* TEXT BLOCK:

--

Michael John Parenti (born September 30, 1933) is an American political scientist, academic historian and cultural critic who writes on scholarly and popular subjects. He has taught at universities as well as run for political office. Parenti is well known for his Marxist writings and lectures. He is a notable intellectual of the American Left.

Education and personal life
Michael Parenti was raised by an Italian-American working-class family in the East Harlem neighborhood of New York City. After graduating from high school, Parenti worked for several years. Upon returning to school, he received a BA from the City College of New York, an MA from Brown University and a PhD in political science from Yale University. Parenti is the father of Christian Parenti, an academic, author and journalist.

Career 

For many years Parenti taught political and social science at various institutions of higher learning. Eventually he devoted himself full-time to writing, public speaking, and political activism. He is the author of 20 books and over 300 articles. His works have been translated into at least 18 languages.
Parenti lectures frequently throughout the United States and abroad.

Parenti's writings cover a wide range of subjects: U.S. politics, culture, ideology, political economy, imperialism, fascism, communism, democratic socialism, free-market orthodoxies, conservative judicial activism, religion, ancient history, modern history, historiography, repression in academia, news and entertainment media, technology, environmentalism, sexism, racism, Venezuela, the wars in Iraq and Yugoslavia, ethnicity, and his own early life. His book Democracy for the Few, now in its ninth edition, is a critical analysis of U.S. society,
economy, and political institutions and a college-level political science textbook published by Wadsworth Publishing. In recent years he has addressed such subjects as "Empires: Past and Present," "US Interventionism: the Case of Iraq," "Race, Gender, and Class Power," "Ideology and History," "The Overthrow of Communism," and "Terrorism and Globalization."

In 1974, Parenti ran for the U.S. House of Representatives in Vermont as the candidate of the democratic socialist Liberty Union Party; he came in third place, with 7.1% of the vote. Parenti was once a friend of Bernie Sanders, but he later split with Sanders over Sanders's support for the NATO bombing of Yugoslavia.

In the 1980s, he was a visiting fellow at the Institute for Policy Studies in Washington, D.C. In 2003, the Caucus for a New Political Science gave him a Career Achievement Award.

--

* INPUT DATA:

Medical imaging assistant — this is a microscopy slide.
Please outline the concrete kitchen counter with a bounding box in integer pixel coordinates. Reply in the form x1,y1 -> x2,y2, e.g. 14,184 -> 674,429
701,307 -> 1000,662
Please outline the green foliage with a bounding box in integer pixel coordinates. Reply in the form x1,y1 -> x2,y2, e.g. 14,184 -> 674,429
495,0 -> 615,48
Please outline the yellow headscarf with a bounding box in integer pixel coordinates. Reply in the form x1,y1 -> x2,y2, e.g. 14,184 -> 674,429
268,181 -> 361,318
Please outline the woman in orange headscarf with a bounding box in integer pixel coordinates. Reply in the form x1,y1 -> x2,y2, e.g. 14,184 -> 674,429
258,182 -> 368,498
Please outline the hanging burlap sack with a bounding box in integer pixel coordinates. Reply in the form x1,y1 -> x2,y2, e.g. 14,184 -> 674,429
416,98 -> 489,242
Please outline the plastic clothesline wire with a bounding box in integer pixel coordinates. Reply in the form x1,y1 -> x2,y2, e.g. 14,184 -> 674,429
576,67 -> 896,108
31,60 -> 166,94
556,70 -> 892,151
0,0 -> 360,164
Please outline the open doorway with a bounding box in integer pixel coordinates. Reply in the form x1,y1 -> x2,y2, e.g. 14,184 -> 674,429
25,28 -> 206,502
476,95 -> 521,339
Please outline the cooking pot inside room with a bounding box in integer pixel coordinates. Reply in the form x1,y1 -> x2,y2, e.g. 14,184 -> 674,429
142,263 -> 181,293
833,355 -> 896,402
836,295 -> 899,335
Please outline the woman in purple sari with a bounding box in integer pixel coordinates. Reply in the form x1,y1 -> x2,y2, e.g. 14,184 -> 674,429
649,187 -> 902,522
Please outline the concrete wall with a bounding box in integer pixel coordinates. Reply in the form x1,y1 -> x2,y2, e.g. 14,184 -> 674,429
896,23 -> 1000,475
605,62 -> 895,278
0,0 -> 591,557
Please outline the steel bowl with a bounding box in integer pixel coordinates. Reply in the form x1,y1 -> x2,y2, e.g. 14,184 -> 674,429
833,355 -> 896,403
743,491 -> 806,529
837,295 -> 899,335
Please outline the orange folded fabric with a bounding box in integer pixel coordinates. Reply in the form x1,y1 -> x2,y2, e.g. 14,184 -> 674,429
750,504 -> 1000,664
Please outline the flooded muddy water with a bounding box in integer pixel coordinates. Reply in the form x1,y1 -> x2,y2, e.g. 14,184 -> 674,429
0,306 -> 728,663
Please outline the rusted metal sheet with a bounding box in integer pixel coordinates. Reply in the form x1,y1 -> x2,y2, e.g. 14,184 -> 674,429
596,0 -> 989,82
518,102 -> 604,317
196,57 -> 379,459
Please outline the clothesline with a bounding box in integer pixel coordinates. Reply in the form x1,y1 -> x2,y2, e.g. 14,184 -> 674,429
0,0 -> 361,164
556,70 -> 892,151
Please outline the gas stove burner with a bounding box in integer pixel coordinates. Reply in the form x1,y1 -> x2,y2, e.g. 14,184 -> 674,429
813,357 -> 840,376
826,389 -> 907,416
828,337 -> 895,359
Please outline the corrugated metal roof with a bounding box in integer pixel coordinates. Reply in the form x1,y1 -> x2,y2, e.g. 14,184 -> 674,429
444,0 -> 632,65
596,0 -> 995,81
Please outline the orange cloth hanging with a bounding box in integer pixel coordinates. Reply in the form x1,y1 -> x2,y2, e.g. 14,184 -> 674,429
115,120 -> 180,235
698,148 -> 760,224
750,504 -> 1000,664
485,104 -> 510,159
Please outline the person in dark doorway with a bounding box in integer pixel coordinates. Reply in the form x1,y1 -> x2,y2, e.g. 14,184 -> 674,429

--

* WORK TO DO:
(A) Please reproduce the Michael Parenti article word for word, starting at the words "Michael John Parenti" and ending after "author and journalist.".
(B) In the records, rewrite the lines from the one containing "Please outline the yellow" through the one containing "476,95 -> 521,339", replacing "integer pixel coordinates" with "whole-number pixel coordinates" and keeping everything else the same. Return only those lines.

* RESULTS BY TASK:
(A)
Michael John Parenti (born September 30, 1933) is an American political scientist, academic historian and cultural critic who writes on scholarly and popular subjects. He has taught at universities as well as run for political office. Parenti is well known for his Marxist writings and lectures. He is a notable intellectual of the American Left.

Education and personal life
Michael Parenti was raised by an Italian-American working-class family in the East Harlem neighborhood of New York City. After graduating from high school, Parenti worked for several years. Upon returning to school, he received a BA from the City College of New York, an MA from Brown University and a PhD in political science from Yale University. Parenti is the father of Christian Parenti, an academic, author and journalist.

(B)
Please outline the yellow headscarf with a bounding box in whole-number pixel coordinates. Reply in the form x1,y1 -> x2,y2, e.g. 14,184 -> 674,429
268,181 -> 361,318
Please outline the woman in orange headscarf with a bounding box in whole-number pixel coordinates. Reply in the form x1,y1 -> x2,y2, e.g. 14,184 -> 674,429
258,182 -> 368,498
Please outline the hanging burlap sack with a bounding box in whole-number pixel coordinates. Reply in the form x1,y1 -> x2,y2, e.g. 14,184 -> 674,429
416,98 -> 489,242
Please outline the plastic clothesline wire with a bounding box in whole-number pixel coordinates. Reply in the form x1,y1 -> x2,y2, e.g. 14,184 -> 674,429
576,67 -> 896,108
31,60 -> 166,94
556,70 -> 892,151
0,0 -> 360,164
Please outline the open doorway with a bounding box in whole-number pixel coordinates. Reply in the form x1,y1 -> x2,y2, e.g. 14,184 -> 674,429
25,28 -> 206,502
476,95 -> 521,339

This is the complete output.